Find each line in the entries below that contains the word "task" and copy those lines out. Letter case matters.

______

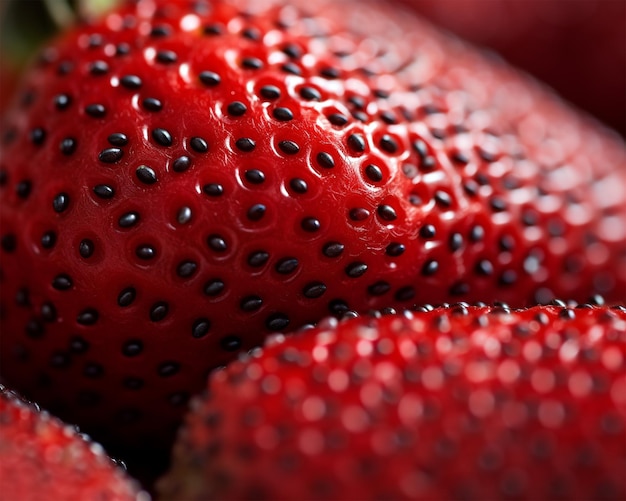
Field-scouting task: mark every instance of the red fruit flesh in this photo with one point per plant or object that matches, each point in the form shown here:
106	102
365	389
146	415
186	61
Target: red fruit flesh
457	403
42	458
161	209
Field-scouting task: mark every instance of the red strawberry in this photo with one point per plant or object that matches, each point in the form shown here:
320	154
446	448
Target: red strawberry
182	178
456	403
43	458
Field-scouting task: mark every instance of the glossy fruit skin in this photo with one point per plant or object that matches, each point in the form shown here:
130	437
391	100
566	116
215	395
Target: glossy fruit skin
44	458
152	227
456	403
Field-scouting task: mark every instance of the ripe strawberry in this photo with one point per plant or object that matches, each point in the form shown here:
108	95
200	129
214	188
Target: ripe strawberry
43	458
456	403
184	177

______

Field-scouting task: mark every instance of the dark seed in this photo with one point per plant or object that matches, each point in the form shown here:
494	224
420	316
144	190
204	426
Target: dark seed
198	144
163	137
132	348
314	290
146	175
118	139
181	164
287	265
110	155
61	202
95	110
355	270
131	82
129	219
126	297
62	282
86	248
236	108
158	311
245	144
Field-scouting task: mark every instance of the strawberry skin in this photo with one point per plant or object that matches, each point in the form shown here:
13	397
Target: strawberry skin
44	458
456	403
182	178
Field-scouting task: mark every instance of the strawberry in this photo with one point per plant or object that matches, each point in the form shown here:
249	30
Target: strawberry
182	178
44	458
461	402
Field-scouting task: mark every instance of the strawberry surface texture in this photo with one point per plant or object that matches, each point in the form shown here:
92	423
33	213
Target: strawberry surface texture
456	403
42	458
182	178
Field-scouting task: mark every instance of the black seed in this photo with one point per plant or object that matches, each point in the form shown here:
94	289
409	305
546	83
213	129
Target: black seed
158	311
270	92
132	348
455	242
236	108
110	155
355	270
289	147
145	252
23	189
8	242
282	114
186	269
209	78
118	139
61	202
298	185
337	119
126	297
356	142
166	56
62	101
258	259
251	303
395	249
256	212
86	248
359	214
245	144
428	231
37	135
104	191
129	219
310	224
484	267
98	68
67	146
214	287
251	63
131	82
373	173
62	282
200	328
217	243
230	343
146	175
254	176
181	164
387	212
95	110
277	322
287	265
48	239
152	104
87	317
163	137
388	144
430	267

______

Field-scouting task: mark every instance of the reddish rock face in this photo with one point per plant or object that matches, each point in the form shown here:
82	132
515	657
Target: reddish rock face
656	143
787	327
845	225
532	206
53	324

______

[Answer to the problem]
Field-scouting task: mark every instance of the red fruit flesh in this photo with one point per plant or object that matches, each point in the form shown here:
Field-scouting task: mark every instance of the red strawberry in this photo with one point per plant or object that matches, each point in the form shown here:
Field-scouting task: mark every instance of the glossy fruit skin in this photo with one point per plant or object that matches, each point in the form shown here:
Field-scouting task: mark every instance of the ripe strawberry in this photo with one point per plant or object that matches, each point in the form shown here:
Field-scouting task: mark every instance of the dark seed in this photo with one point per plant or object that matches, each point in the form shown here:
Field-scouting task: mark every instance of the strawberry skin in this photo with one point per plant or object that matches, each point in the form shown here:
Field-scouting task: mark every instance of the strawberry in this photo with one point per plant or object that matches, each point in the form shown here:
Field-scouting task: mark every instance of the strawberry surface texture in this photo with one point per plant or object that matches, each point in the form shown here:
Field-scouting task: mark every instance of the black seed in this photo with one point per plant or object that matches, each point in the form shown here:
Field-scouting task: mark every instance of the reddish rock face in this photo with one point per plant or object that matches, each point in the form shown here:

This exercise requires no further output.